> _WHAT YOU NEED TO DO_
Nothing in the records may be dropped or altered when you repeat them.
START RECORDS SHOWN
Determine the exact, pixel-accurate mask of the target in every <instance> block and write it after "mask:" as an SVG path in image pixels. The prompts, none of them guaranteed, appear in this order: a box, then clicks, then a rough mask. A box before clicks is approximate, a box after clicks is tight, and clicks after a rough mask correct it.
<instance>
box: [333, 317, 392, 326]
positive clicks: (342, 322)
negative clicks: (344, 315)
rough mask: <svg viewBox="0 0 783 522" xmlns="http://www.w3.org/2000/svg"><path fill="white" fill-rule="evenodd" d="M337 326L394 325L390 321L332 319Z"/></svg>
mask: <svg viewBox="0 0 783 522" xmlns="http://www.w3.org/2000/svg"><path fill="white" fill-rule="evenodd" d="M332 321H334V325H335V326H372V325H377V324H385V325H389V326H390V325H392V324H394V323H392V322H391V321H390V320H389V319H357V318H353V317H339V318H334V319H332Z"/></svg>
END RECORDS SHOWN
> _OUTPUT FOR THIS EXERCISE_
Determine the exact, pixel-accurate mask of the target in every <instance> block and write it after "mask:" as an SVG path in image pixels. The prompts, none of them guaranteed, appear in this order: a box, then clicks, then a rough mask. A box before clicks is approximate, a box after clicks is tight, and clicks after a rough mask correct it.
<instance>
box: [333, 317, 392, 326]
positive clicks: (342, 322)
negative clicks: (344, 315)
rough mask: <svg viewBox="0 0 783 522" xmlns="http://www.w3.org/2000/svg"><path fill="white" fill-rule="evenodd" d="M337 326L394 325L390 321L332 319Z"/></svg>
mask: <svg viewBox="0 0 783 522" xmlns="http://www.w3.org/2000/svg"><path fill="white" fill-rule="evenodd" d="M332 321H334V325H335V326H372V325H377V324H385V325H389V326H390V325H392V324H394V323H392V322H391V321H390V320H389V319H357V318H353V317H339V318H334V319H332Z"/></svg>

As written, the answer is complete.